HOW TO COMPLETE THIS TASK:
Below are the records. Retype exactly the lines between the lines holding "[[31, 51], [71, 15], [59, 138], [233, 40]]" and "Target: white throat patch", inclusive.

RECORDS FOR PROCESSING:
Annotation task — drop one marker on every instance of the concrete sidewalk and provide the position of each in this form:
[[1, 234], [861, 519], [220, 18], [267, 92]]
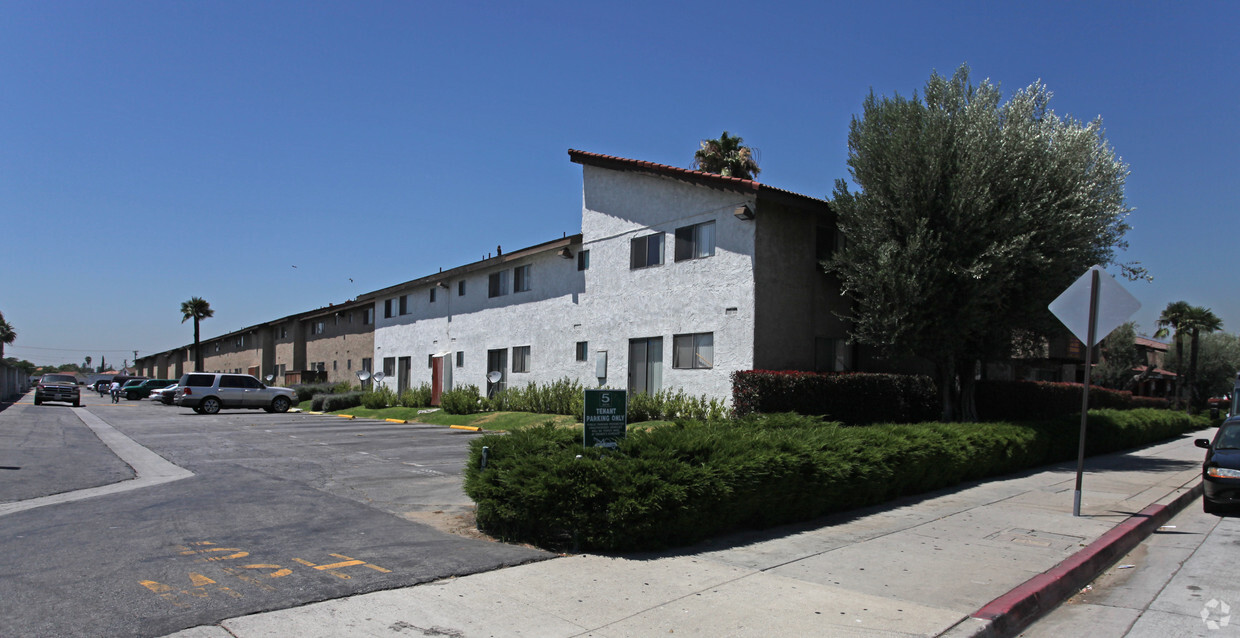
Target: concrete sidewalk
--
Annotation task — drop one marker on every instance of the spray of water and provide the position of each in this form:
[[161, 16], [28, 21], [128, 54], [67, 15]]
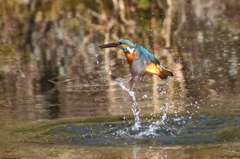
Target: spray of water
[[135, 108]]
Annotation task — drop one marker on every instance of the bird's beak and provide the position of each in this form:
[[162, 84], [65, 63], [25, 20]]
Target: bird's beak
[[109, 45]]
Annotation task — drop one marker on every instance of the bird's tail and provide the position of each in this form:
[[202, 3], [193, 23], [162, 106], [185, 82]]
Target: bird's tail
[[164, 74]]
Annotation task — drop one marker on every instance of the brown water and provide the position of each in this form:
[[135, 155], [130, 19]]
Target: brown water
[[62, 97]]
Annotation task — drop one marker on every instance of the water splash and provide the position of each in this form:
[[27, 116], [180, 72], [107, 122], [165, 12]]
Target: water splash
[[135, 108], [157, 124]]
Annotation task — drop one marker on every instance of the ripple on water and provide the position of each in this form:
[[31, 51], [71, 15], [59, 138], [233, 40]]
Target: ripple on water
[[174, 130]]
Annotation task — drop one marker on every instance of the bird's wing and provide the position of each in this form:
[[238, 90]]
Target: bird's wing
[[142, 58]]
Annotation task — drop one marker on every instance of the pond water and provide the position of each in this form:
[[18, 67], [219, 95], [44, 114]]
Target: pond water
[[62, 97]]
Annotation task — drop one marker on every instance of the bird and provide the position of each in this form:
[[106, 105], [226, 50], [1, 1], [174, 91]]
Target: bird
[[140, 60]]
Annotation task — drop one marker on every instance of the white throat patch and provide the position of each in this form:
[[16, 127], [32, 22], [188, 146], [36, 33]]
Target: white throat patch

TASK RESPONSE:
[[31, 51], [71, 15], [59, 138], [233, 40]]
Target: ripple on water
[[174, 130]]
Annotation task — drop one marker on every instance of the bird's wing and provide the position of each in this form:
[[238, 90]]
Target: bird's wing
[[142, 58]]
Annotation task — drop one marker on every instance of the pond water and provide the position of each in this form:
[[18, 67], [219, 95], [44, 114]]
Target: pond water
[[62, 97]]
Annotation task — drop one marker on every instance of the bird and provide the position of each in this form:
[[106, 105], [226, 50], [1, 1], [174, 91]]
Target: bird
[[140, 60]]
Annotation task — drop one marker on every instance of the white throat patch and provide the position of each in this form:
[[16, 127], [32, 22], [188, 146], [36, 33]]
Target: white throat patch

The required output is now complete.